◆ Dataset records:
==================================================

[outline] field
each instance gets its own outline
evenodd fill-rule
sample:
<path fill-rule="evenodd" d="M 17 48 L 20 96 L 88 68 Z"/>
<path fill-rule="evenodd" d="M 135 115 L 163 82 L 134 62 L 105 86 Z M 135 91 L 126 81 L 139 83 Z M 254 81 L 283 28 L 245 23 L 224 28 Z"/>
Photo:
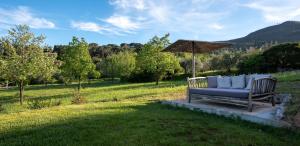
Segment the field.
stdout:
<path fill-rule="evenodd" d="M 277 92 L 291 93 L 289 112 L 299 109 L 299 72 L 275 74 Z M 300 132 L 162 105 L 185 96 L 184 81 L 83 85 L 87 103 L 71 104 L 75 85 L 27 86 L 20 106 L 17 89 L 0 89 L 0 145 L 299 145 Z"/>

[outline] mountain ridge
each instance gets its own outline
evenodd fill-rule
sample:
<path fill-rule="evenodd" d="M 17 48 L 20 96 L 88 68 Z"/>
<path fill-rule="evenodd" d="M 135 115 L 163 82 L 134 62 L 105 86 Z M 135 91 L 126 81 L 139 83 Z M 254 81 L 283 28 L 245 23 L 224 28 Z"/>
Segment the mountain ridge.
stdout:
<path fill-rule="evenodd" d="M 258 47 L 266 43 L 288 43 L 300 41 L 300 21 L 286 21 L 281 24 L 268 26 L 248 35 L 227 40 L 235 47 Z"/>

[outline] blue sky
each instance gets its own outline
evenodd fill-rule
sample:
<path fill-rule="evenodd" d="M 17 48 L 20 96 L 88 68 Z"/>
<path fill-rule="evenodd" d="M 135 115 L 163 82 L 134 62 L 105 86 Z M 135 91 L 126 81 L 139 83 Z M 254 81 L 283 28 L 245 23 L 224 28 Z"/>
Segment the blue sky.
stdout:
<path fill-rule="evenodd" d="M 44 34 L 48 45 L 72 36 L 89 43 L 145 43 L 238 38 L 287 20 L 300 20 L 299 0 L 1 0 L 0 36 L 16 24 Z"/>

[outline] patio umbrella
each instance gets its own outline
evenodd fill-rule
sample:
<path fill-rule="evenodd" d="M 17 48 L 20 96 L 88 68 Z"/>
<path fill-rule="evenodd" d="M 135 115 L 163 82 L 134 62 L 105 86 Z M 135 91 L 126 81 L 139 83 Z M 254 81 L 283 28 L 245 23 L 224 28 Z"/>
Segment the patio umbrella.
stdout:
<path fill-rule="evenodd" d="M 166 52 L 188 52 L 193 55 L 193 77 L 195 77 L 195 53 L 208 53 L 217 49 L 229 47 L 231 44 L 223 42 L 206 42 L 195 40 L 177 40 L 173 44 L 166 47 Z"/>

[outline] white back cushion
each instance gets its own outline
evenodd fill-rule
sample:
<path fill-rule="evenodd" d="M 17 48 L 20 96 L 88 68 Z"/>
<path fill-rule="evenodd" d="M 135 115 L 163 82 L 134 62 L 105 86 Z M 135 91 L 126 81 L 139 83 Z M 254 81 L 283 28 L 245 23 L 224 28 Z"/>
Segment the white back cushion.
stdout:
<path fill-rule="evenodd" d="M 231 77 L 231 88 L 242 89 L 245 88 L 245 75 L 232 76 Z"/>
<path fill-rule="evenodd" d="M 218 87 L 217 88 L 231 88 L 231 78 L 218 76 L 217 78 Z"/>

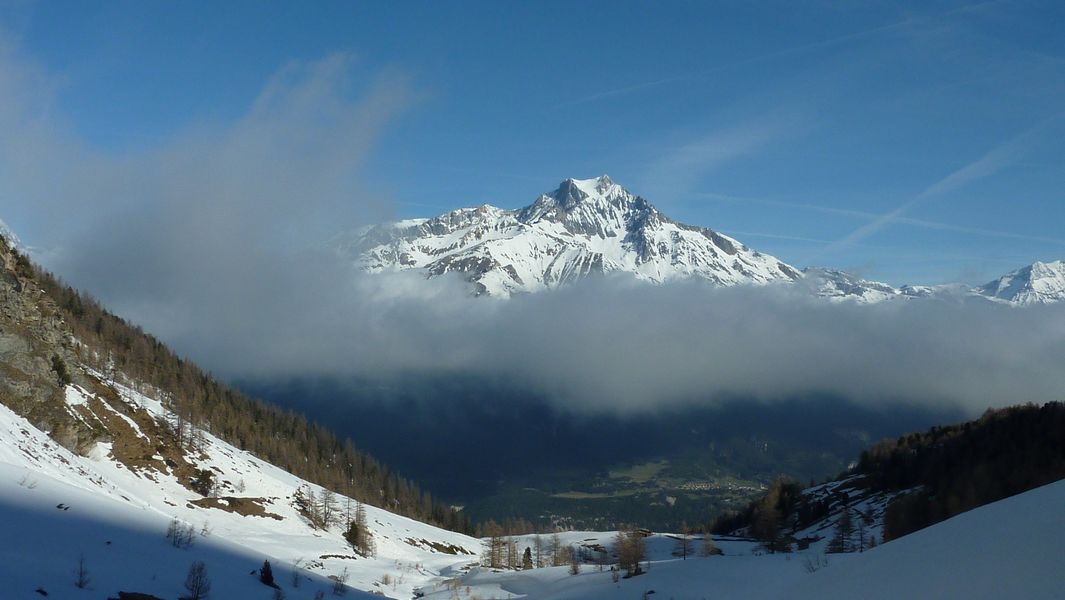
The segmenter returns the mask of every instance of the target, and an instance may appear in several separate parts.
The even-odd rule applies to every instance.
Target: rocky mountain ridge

==================================================

◆ REQUIRED WORK: Pick out all lines from the data above in which the word "every" appears.

◆ WRITTEN SOLUTION:
The segmenter returns the mask of every instance of the target, and an instance may appear in several separate parts.
The even-odd rule applies to every instance.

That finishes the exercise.